Opdrachten:
1. Beantwoord over het koninklijk besluit over de Controledienst:
(a) Op welke datum is het besluit uitgevaardigd?
(b) Bij welk artikel van de wet van 6 augustus 1990 is de Controledienst opgericht?
(c) Door welk orgaan wordt de Controledienst volgens artikel 2 beheerd?
2. Breid het koninklijk besluit over de Controledienst uit door verder te schrijven na de laatst getoonde zin.

Details



Externe links:

Justel
Reflex
Staatsblad pdf



Titel:

6 JUNI 1991. - Koninklijk besluit houdende inrichting, werking en statuut van het personeel van de Controledienst voor de ziekenfondsen en de landsbonden van ziekenfondsen. (NOTA : Raadpleging van vroegere versies vanaf 22-06-1991 en tekstbijwerking tot 31-10-1997)



Inhoudstafel:


Art. 1
HOOFDSTUK I. - Organisatie en werking van de Controledienst.
Art. 2-10
HOOFDSTUK II. - Statuut van het personeel.
Art. 11-15



Deze tekst heeft de volgende tekst(en) gewijzigd:



Uitvoeringsbesluit(en):

1992003276  1994022043  1994022530  2017040638  2020043422  2022041154 



Artikels:

Artikel 1. Voor de toepassing van dit besluit dient te worden verstaan onder :
  - de wet van 6 augustus 1990 : de wet van 6 augustus 1990 betreffende de ziekenfondsen en de landsbonden van ziekenfondsen;
  - de Controledienst : de Controledienst voor de ziekenfondsen en de landsbonden van ziekenfondsen, opgericht bij artikel 49 van voormelde wet van 6 augustus 1990.

HOOFDSTUK I. - Organisatie en werking van de Controledienst.
Art.2. Overeenkomstig de wet van 6 augustus 1990 wordt de Controledienst door zijn raad beheerd.
  Binnen het kader van de toepasselijke wettelijke en reglementaire bepalingen is de raad bevoegd om alle beschikkinende en administratieve handelingen te verrichten die nodig zijn om het doel van de Controledienst te bereiken, zoals dit doel omschreven is in artikel 49 van de voormelde wet van 6 augustus 1990, evenals om de opdrachten van de Controledienst te vervullen, zoals deze opdrachten omschreven zijn in artikel 52 van dezelfde wet en bij de andere wettelijke en reglementaire bepalingen die op de Controledienst van toepassing zijn.

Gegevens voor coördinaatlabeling
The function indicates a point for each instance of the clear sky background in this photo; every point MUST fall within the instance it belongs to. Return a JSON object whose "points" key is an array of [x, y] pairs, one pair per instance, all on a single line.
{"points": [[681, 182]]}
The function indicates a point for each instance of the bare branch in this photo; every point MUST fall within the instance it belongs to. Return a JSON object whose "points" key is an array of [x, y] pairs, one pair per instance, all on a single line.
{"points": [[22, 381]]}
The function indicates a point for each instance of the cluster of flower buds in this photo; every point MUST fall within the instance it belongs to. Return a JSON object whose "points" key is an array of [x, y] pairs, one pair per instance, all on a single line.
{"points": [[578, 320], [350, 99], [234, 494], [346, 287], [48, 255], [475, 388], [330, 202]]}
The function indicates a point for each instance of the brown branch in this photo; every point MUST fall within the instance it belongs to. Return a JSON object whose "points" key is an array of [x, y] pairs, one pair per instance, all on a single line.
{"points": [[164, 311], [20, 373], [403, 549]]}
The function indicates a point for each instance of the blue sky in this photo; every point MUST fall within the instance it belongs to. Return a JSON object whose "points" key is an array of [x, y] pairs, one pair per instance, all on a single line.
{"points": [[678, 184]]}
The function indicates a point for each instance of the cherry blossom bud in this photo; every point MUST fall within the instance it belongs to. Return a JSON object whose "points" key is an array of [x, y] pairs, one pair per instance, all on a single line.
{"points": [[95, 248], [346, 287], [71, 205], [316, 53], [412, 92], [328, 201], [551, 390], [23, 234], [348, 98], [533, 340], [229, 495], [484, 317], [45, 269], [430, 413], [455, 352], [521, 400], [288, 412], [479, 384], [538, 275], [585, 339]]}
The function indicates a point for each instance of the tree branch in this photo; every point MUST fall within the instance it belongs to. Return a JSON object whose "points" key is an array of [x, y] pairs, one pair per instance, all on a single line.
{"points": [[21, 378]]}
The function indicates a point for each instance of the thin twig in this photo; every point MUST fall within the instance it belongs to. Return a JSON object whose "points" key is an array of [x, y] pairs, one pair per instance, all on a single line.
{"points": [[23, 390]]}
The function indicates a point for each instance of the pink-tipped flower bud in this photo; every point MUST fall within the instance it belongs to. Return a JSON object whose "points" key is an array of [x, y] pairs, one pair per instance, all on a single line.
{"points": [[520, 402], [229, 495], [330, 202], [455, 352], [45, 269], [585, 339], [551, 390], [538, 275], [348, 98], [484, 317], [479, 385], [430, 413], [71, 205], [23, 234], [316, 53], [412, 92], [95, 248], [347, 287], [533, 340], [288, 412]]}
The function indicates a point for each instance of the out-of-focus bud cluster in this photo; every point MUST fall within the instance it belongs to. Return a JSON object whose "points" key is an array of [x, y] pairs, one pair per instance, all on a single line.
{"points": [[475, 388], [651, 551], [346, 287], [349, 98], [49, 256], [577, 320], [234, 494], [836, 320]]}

Resultaten:
1.
(a) 6 juni 1991
(b) Artikel 49
(c) Door zijn raad

2.
  In het bijzonder is de raad bevoegd om :
  a) de hoofdlijnen van de actie van de Controledienst te bepalen, de oriëntatie van zijn activiteiten te bepalen en alle beslissingen van algemeen bestuur te nemen;
  b) de personeelsleden te benoemen en te ontslaan, met uitzondering van de ambtenaren bedoeld in artikel 10;
  c) het ontwerp van begroting op te maken en toezicht te houden op de uitvoering ervan op basis van toestanden die ten minste om de drie maanden worden opgemaakt;
  d) de jaarrekening van ontvangsten en uitgaven op te maken en jaarlijks op 31 december de actieve en passieve toestand van de Controledienst op te maken;
  e) het activiteitsprogramma op te stellen.

Art.3. De raad kan aan de voorzitter en aan ambtenaren van de Controledienst sommige welbepaalde bevoegdheden overdragen. Deze delegaties mogen evenwel geen betrekking hebben op de in artikel 2, 3e alinea; opgesomde bevoegdheden; zij kunnen de vertegenwoordiging van de Controledienst ten aanzien van derden behelzen. Hij kan een subdelegatie toelaten.
  De raad bepaalt de manier waarop hem verslag wordt uitgebracht over de uitvoering van de bij toepassing van het eerste lid verleende delegaties en subdelegaties.

Art.4. Onverminderd artikel 8 van het koninklijk besluit nr. 56 van 16 juli 1982 betreffende de werving in sommige overheidsdiensten kan de raad voor de uitvoering van de in artikel 2 bedoelde opdrachten een beroep doen op personen die geen deel uitmaken van de Controledienst. Voor de uitvoering van hun opdracht vallen zij onder de bevoegdheid van de voorzitter.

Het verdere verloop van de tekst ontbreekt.